Stored items:
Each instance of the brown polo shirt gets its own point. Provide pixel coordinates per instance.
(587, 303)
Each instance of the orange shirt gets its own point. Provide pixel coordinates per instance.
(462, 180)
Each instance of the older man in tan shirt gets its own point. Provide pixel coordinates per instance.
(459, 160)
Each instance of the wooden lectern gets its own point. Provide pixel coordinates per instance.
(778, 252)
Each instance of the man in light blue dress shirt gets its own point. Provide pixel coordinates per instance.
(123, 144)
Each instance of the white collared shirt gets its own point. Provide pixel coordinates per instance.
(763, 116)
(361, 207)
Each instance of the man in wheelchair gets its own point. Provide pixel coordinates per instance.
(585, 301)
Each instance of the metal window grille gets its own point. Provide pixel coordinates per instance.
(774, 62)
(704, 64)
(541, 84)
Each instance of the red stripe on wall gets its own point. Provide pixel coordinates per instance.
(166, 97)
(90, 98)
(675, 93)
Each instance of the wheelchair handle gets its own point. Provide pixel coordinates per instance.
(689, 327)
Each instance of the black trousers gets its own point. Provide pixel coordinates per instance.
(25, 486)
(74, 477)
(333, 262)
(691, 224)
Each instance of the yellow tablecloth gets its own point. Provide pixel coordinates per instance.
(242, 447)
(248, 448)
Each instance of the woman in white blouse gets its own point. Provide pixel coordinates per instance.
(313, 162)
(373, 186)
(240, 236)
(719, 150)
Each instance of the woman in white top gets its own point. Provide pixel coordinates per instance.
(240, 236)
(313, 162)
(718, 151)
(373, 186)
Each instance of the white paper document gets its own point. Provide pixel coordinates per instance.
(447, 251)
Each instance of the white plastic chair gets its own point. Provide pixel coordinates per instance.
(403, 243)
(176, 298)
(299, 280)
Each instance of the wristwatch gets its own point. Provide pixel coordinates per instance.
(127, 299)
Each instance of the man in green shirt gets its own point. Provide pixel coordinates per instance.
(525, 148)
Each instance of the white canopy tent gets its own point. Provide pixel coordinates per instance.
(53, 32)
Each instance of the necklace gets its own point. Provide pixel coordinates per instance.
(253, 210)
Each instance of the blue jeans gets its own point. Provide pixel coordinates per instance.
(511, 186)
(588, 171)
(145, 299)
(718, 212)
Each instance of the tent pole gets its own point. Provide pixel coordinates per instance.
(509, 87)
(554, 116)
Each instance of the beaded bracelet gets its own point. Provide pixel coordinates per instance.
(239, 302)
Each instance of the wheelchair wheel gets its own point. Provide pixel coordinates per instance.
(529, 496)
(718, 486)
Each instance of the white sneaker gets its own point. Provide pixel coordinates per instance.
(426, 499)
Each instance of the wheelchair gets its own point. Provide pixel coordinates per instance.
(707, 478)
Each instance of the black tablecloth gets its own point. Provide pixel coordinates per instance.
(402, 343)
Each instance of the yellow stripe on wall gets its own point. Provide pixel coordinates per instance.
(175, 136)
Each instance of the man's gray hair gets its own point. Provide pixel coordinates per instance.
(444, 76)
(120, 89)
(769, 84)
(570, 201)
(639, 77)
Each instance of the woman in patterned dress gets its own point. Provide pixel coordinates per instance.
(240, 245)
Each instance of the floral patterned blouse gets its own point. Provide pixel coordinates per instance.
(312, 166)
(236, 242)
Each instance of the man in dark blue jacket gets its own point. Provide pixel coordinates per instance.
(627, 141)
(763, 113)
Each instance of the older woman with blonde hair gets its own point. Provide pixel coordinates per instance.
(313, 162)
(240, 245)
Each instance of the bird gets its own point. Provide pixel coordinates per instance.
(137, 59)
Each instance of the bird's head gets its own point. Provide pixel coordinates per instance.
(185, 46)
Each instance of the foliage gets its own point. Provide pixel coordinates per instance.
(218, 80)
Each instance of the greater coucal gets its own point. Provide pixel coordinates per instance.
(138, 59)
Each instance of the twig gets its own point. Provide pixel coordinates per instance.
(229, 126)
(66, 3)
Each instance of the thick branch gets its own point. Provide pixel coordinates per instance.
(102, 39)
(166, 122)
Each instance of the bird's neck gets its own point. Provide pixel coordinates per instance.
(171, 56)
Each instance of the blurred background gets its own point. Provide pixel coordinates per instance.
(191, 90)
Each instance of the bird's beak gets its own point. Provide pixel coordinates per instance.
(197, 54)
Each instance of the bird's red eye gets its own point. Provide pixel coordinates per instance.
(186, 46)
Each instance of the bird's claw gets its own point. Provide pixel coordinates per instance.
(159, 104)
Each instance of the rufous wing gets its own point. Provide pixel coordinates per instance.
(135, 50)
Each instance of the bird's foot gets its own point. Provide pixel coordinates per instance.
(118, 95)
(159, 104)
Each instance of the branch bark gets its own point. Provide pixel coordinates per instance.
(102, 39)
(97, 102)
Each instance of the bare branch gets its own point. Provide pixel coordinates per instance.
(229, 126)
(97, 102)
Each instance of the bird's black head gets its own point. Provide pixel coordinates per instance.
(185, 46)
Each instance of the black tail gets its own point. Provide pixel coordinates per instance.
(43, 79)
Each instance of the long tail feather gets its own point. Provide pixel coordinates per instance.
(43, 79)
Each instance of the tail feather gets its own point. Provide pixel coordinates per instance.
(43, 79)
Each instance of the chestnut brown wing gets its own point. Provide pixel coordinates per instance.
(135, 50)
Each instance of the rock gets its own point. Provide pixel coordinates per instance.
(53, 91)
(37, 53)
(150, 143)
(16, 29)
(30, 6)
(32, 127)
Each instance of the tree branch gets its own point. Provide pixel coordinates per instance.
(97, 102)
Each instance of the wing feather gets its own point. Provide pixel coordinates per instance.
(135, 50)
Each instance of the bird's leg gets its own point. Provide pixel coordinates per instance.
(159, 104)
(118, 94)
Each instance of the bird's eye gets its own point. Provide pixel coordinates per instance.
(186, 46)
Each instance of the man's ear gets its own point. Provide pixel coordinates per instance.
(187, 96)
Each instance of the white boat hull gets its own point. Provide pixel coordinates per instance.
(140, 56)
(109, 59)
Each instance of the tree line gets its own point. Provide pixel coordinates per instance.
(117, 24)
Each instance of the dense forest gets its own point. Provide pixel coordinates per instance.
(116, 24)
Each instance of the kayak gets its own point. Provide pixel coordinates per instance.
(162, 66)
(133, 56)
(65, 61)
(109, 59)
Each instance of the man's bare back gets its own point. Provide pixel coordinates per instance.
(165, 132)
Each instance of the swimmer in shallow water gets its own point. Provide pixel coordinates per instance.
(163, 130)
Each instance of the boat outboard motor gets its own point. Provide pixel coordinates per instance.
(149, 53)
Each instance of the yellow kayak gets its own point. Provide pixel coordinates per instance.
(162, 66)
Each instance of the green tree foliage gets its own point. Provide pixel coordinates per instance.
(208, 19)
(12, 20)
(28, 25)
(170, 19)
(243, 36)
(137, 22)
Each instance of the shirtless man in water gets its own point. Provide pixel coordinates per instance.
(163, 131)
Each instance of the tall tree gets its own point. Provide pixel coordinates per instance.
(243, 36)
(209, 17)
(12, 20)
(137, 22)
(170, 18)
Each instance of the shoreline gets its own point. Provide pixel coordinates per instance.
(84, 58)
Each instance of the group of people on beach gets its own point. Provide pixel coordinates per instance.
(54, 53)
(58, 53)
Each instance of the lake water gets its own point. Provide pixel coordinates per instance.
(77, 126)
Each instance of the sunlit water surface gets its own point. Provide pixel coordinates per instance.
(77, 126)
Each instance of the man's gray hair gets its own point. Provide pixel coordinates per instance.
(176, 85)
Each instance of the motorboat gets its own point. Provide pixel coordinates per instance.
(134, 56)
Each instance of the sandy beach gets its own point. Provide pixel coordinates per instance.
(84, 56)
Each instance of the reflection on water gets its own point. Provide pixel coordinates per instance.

Aim of the exercise:
Repeat the data verbatim, line after line, leaving nothing out.

Finished task:
Each instance of the brown polo shirt gets its own point. Provide pixel coordinates per instance.
(587, 303)
Each instance of the orange shirt gets its own point. Provide pixel coordinates per instance.
(462, 180)
Each instance of the older man in tan shirt gets its own point. Provide pixel coordinates per instance.
(459, 160)
Each instance of the wooden lectern gets its own point. Provide pixel coordinates per instance.
(778, 252)
Each instance of the man in light blue dress shirt gets its own point. Provide pixel coordinates per instance.
(123, 144)
Each instance of the white collared shirt gets its own point. Provide pixel coordinates per instance.
(763, 116)
(361, 207)
Each instance of the man in wheelchair gets its own point. Provide pixel coordinates per instance.
(585, 301)
Each instance of the metal window grille gets its own point. Provide pixel coordinates per instance.
(774, 62)
(704, 64)
(541, 84)
Each instance of the red stripe on wall gets its own point. Provide pixel coordinates per instance.
(166, 97)
(90, 98)
(675, 93)
Each instance of the wheelchair handle gets its own point. Provide pixel coordinates per instance.
(689, 327)
Each instance of the black trousers gets its own point. Provide pixel coordinates per instance.
(25, 486)
(74, 477)
(333, 262)
(691, 224)
Each instance of the yellow tablecloth gets its own point. Provide pixel coordinates per instance.
(242, 447)
(248, 448)
Each instance of the woman in white blouse gets its own point. Provide pixel coordinates per instance.
(313, 162)
(373, 186)
(240, 236)
(719, 150)
Each instance of the woman in white top gets its own point. Provide pixel coordinates per instance.
(240, 236)
(313, 162)
(718, 151)
(373, 186)
Each instance of the white paper document gets its own point. Provide pixel coordinates per instance.
(447, 251)
Each instance of the white plastic chair gets its own point. Provide pixel coordinates per instance.
(403, 243)
(176, 298)
(299, 280)
Each instance of the wristwatch gets its own point. Provide pixel coordinates per instance.
(127, 299)
Each instance of the man in green shirt gets its own point. Provide pixel coordinates per instance.
(525, 148)
Each instance of the white canopy tent gets its own point. Provide pixel coordinates per instance.
(53, 32)
Each instance of the necklace gets its own point. Provide pixel coordinates per instance.
(253, 210)
Each instance of the blue jeans gets its own point. Provide pixel coordinates per instance.
(511, 186)
(588, 171)
(145, 299)
(718, 212)
Each instance of the tent pole gets its own point. Provide pixel coordinates per instance.
(509, 87)
(554, 116)
Each instance of the beaded bracelet gets its own point. Provide pixel coordinates per instance.
(239, 302)
Each instance of the wheelchair wheel gets its own point. Provide pixel coordinates per instance.
(529, 496)
(718, 486)
Each instance of the white sneaker gets its own point. Provide pixel coordinates per instance.
(426, 499)
Each instance of the wheelchair gets its own point. Provide pixel coordinates per instance.
(707, 478)
Each instance of the black tablecloth gets its own point. Provide pixel coordinates per instance.
(402, 343)
Each instance of the yellow stripe on wall gets its own point. Provide pixel coordinates per instance.
(175, 136)
Each instance of the man's gray hair gets its own point. Provide pixel coordinates per instance.
(444, 76)
(120, 89)
(769, 84)
(570, 201)
(639, 77)
Each instance of the woman in patterned dress gets its own point. Provide pixel coordinates per instance.
(240, 245)
Each instance of the floral patterned blouse gets its own point. Provide pixel coordinates per instance.
(312, 166)
(236, 242)
Each instance of the man in dark blue jacket gets its own point. Provide pixel coordinates per instance.
(627, 141)
(763, 113)
Each instance of the older woman with blonde hair gets its own point. Provide pixel coordinates per instance.
(313, 162)
(240, 245)
Each instance of the bird gets its own point. Provide pixel coordinates per instance.
(137, 59)
Each instance of the bird's head gets its own point. Provide pixel coordinates per instance.
(185, 46)
Each instance of the foliage gets its own point. Provide pixel coordinates per instance.
(218, 80)
Each instance of the greater coucal gets its own point. Provide pixel coordinates per instance.
(138, 59)
Each instance of the twig gets its own point. Provide pixel coordinates per instance.
(229, 126)
(66, 3)
Each instance of the thick branch gets its own point. Provide pixel coordinates per instance.
(102, 39)
(166, 122)
Each instance of the bird's neck gets its own point. Provide pixel coordinates per instance.
(171, 56)
Each instance of the blurred background gets its own point. Provide pixel coordinates per instance.
(191, 90)
Each instance of the bird's beak gets its own point. Provide pixel coordinates per instance.
(197, 54)
Each instance of the bird's red eye gets its own point. Provide pixel coordinates per instance.
(186, 46)
Each instance of the bird's claw gets its own point. Provide pixel coordinates per instance.
(159, 104)
Each instance of the rufous wing gets its own point. Provide pixel coordinates per instance.
(135, 50)
Each instance of the bird's foot gets its own point. Provide pixel coordinates per instance.
(118, 95)
(159, 104)
Each instance of the branch bark gets its own point. Provide pixel coordinates per instance.
(102, 39)
(97, 102)
Each instance of the bare branch gets its own point. Provide pixel coordinates per instance.
(229, 126)
(97, 102)
Each instance of the bird's black head gets its own point. Provide pixel coordinates per instance.
(185, 46)
Each instance of the black tail gets its own point. Provide pixel coordinates per instance.
(43, 79)
Each instance of the long tail feather gets its own point. Provide pixel coordinates per instance.
(43, 79)
Each instance of the tail feather gets its own point. Provide pixel coordinates per instance.
(43, 79)
Each instance of the chestnut brown wing gets its own point. Provide pixel coordinates per instance.
(135, 50)
Each instance of the rock gets its own point. Provide pixel coordinates per instance.
(53, 91)
(37, 53)
(150, 143)
(16, 29)
(30, 6)
(32, 127)
Each instance of the tree branch gets its own point. Provide pixel coordinates per instance.
(97, 102)
Each instance of the wing feather gets its own point. Provide pixel coordinates per instance.
(135, 50)
Each instance of the bird's leg gets its own point. Provide pixel coordinates per instance.
(159, 104)
(118, 94)
Each instance of the bird's eye gets its own point. Provide pixel coordinates per instance.
(186, 46)
Each instance of the man's ear gets its own point. Provide pixel coordinates per instance.
(187, 96)
Each instance of the white boat hull gets its own point. Provide pixel coordinates per instance.
(140, 56)
(109, 59)
Each instance of the tree line gets its own point. Provide pixel coordinates per instance.
(117, 24)
Each instance of the dense forest gets its own point. Provide pixel coordinates per instance.
(116, 24)
Each instance of the kayak gets its own point. Provide pixel coordinates per instance.
(162, 66)
(133, 56)
(65, 61)
(109, 59)
Each instance of the man's bare back gets its own point. Provide pixel coordinates per instance.
(165, 132)
Each instance of the swimmer in shallow water gets its own point. Provide pixel coordinates per instance.
(163, 130)
Each instance of the boat outboard motor gets its own point. Provide pixel coordinates per instance.
(149, 53)
Each instance of the yellow kayak gets its own point. Provide pixel coordinates per instance.
(162, 66)
Each instance of the green tree foliage gets its own point. Provide pixel coordinates per instance.
(208, 19)
(12, 20)
(28, 25)
(170, 19)
(243, 36)
(137, 22)
Each instance of the shirtless man in water gets its own point. Provide pixel coordinates per instance.
(163, 131)
Each instance of the tall tree gets its own point. Provide pixel coordinates per instance.
(243, 36)
(209, 17)
(12, 20)
(137, 22)
(170, 18)
Each instance of the shoreline gets its own point. Provide pixel coordinates per instance.
(84, 58)
Each instance of the group of people on beach gets its own point. Provide pixel coordinates per instance.
(54, 53)
(58, 53)
Each instance of the lake water gets its own point. Provide pixel coordinates per instance.
(77, 126)
Each instance of the sunlit water surface gets its own point. Provide pixel coordinates per instance.
(77, 126)
Each instance of the man's gray hair gets its own point. Provide pixel coordinates per instance.
(176, 85)
Each instance of the motorboat gets its own point. Provide pixel coordinates per instance.
(134, 56)
Each instance of the sandy beach gets its own point. Provide pixel coordinates per instance.
(84, 56)
Each instance of the reflection on water gets its own point. Provide pixel coordinates per instance.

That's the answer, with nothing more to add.